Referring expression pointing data
=-=-=-=-=

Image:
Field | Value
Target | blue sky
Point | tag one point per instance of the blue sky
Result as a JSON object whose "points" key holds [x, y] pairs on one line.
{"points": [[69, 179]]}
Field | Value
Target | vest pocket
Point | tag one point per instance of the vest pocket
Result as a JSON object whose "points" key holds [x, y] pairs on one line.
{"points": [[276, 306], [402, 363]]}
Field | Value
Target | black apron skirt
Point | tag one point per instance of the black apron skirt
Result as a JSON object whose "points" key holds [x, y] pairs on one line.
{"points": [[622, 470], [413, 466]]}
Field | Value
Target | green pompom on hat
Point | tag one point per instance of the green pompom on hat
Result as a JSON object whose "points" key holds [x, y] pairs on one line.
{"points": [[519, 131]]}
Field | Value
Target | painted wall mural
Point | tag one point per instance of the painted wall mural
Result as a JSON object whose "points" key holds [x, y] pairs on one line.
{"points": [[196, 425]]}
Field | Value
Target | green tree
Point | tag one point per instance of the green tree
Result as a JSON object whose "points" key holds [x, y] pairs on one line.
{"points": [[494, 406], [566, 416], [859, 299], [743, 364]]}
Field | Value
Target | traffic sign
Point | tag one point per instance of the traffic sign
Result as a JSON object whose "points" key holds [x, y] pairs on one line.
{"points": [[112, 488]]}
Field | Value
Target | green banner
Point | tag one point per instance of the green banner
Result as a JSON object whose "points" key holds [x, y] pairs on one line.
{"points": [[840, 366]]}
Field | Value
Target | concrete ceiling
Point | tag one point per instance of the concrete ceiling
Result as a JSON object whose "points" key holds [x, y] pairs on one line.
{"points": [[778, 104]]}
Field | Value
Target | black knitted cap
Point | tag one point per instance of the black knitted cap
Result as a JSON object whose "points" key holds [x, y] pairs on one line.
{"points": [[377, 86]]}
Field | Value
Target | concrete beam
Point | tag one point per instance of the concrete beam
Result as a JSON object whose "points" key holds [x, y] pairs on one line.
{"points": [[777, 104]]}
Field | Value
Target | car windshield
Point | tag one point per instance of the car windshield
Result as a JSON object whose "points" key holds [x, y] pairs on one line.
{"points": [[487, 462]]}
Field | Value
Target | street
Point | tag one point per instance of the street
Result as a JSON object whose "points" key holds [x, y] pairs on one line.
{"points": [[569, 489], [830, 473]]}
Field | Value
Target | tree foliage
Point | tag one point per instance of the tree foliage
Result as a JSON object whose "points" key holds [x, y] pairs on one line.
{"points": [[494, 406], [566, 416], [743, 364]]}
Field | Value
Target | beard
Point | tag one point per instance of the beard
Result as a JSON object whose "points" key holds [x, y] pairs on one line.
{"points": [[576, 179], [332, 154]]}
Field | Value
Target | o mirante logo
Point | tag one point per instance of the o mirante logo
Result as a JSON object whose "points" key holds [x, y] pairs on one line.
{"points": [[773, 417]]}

=-=-=-=-=

= Assignment =
Begin at the line containing "Point | tag one point per instance of the tree" and reproduce each line through the end of the records above.

= Task response =
Point | tag one point per instance of the tree foliage
Result as a JSON object whose "points" key holds [x, y] pairs on one line.
{"points": [[494, 406], [566, 416], [743, 364]]}
Field | Value
Target | beard
Point | tag one point per instance of the beard
Result as a JSON object whose "points" key holds [x, y] pairs on one line.
{"points": [[576, 179], [332, 154]]}
Field | Value
Target | o mirante logo
Point | tag one point per instance of the o mirante logo
Result as a JSON object whose "points" key holds [x, y] pairs on one line.
{"points": [[773, 417]]}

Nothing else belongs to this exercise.